**Supplied entries**
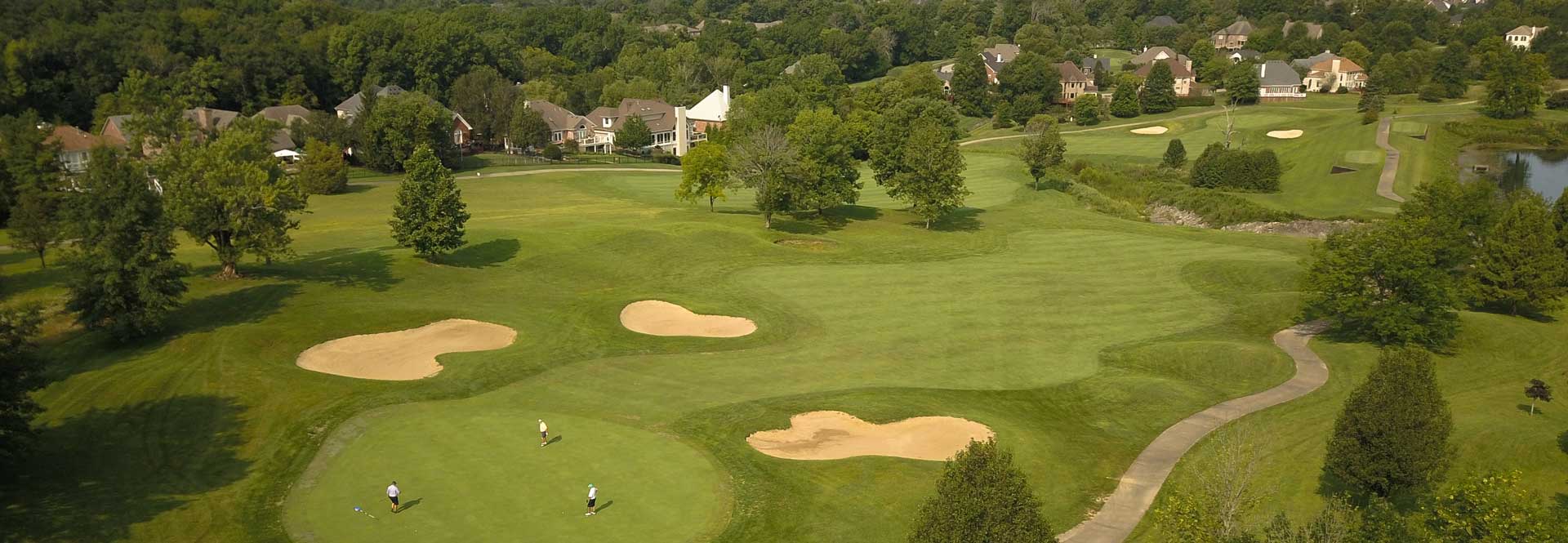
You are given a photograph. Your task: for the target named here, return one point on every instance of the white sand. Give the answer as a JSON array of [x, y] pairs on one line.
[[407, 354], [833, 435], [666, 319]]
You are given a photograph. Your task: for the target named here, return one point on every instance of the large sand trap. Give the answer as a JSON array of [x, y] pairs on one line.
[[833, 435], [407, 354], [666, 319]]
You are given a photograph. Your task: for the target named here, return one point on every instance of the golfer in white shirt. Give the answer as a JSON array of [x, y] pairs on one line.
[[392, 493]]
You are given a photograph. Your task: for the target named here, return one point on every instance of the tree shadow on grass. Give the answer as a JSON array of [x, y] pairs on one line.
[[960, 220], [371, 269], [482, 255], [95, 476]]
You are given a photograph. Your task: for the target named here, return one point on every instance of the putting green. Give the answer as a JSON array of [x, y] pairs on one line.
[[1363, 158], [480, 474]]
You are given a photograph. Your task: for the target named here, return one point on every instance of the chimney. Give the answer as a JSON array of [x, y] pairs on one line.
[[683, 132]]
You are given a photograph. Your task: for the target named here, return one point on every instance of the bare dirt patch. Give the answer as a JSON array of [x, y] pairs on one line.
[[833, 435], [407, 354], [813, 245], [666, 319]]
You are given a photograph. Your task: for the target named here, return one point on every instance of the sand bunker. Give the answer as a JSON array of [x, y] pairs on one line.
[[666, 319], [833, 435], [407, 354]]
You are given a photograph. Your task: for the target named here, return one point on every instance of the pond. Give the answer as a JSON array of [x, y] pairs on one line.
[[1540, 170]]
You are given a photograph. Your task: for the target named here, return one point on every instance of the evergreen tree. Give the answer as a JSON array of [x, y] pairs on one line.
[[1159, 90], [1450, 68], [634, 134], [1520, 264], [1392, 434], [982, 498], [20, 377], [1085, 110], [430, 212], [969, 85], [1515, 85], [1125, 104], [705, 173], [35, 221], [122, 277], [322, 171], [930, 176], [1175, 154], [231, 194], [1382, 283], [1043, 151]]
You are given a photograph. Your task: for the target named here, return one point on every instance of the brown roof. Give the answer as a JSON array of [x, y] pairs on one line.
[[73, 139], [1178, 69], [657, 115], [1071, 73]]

**What this task involves**
Quote the data above word for word, starting at the line that has "of the putting" and ending after the line that has "[[666, 319], [833, 435], [407, 354]]".

**Output**
You are given a photograph. Your task: for the target named here, return one point on every instance of the putting green. Give the answer as a JSON array of [x, y] pairs on one line.
[[1363, 158], [480, 474]]
You are given a photograph. Your task: for the target named here, return one point on every instance of the chimney. Give the answer as a JSON array of [x, y] pairs on one line.
[[683, 132]]
You are given a photograph. Your task: for the target named here, return one point on every instance of the bare dirt patch. Give the answer as a JSON array of [x, y] pairs on one line.
[[833, 435], [407, 354], [813, 245], [666, 319]]
You are given a photograph. Your task: for the target named here, return one point on every instance of the sand bunker. Give the answer as a JSON array of [x, y] pairs on one line.
[[666, 319], [833, 435], [407, 354]]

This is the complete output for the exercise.